- EXERCISE BRIEF -
Rewrite each of the rows below, replacing every occurrence of "keypoint" with "marker point" and leaving everything else unchanged.

- PROVIDED DATA -
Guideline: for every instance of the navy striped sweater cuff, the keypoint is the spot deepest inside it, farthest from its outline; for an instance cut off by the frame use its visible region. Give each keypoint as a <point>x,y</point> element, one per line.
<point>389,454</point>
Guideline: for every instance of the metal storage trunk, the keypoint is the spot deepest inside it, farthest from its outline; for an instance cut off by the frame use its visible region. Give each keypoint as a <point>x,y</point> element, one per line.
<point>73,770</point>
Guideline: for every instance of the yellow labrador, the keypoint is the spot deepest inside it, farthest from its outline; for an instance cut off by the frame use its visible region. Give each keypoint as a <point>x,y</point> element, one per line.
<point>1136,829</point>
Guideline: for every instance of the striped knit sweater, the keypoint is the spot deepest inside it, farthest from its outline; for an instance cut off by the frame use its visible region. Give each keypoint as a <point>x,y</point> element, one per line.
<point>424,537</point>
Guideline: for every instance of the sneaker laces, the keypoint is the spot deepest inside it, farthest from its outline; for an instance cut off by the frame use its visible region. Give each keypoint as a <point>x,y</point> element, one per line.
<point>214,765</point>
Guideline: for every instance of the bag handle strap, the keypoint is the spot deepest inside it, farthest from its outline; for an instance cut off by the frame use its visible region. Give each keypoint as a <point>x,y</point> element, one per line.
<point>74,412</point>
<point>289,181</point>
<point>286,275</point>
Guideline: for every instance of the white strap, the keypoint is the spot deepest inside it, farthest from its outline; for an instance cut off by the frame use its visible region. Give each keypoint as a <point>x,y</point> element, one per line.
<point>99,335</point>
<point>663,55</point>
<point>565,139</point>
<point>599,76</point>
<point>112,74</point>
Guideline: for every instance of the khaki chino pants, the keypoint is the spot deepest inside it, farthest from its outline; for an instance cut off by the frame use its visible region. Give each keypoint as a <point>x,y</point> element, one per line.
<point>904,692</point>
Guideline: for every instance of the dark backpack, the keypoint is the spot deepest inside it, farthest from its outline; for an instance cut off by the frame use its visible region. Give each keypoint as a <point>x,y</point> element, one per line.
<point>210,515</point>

- SOLUTION TO THIS TASK -
Guideline: for every instance of the navy striped sweater cuff, the marker point is the spot deepest inside it, farthest from its outline; for an instance cut off by the frame use its visible region. Give each marker point as a <point>x,y</point> element, one per line.
<point>389,454</point>
Guideline: for every instance of the metal storage trunk, the marker point is the spot deepest inside it, farthest from its outline; for an instance cut off by the frame use its visible region. Give each marker point as a <point>x,y</point> element, one per line.
<point>73,770</point>
Guideline: for every instance of the yellow labrador, the marker point is the spot deepest inside it, farthest from its outline; for an instance cut off by the frame use its visible region. Give each marker point as a <point>x,y</point> element, one per line.
<point>1136,829</point>
Guideline: for every instance of the striped knit sweater, the marker point is the spot deepest inside it, farthest from its outline; for an instance cut off by the frame use its visible region. Give each marker point as a <point>x,y</point> element, one per line.
<point>424,537</point>
Guideline: for every instance of the sneaker laces, the marker point is the spot deepest inside it, farthest from its outline; for an instance cut off by the frame use its visible region. Give each marker point as a <point>x,y</point> element, one per line.
<point>214,765</point>
Guideline: for every instance of the bag handle strap, the marker point is the spot deepest inside it, farthest from its outline; for an instance cut off by the frame use its visible region. Give each marker point as a <point>x,y</point> element, one per line.
<point>74,412</point>
<point>289,181</point>
<point>286,275</point>
Guideline: for every instance of the white strap, the marker point is the spot deepest inside it, farthest from its outline; for an instance cut off by the frame use its visible region. Give each marker point as a <point>x,y</point> element, one per line.
<point>99,335</point>
<point>663,55</point>
<point>565,139</point>
<point>599,76</point>
<point>112,74</point>
Guideline: for every instance of the khaki chino pants, the marker point is the spot deepest inside it, farthest from its outline; for an instance cut off by the frame use its visible region. Give each marker point as a <point>x,y</point> element, one per line.
<point>904,692</point>
Guideline: for every instance of the dark backpack, the marker point is the spot deepest inside it, farthest from its outline; for an instance cut off by the frame use its visible region. Give each marker point as a <point>x,y</point> element, one per line.
<point>210,515</point>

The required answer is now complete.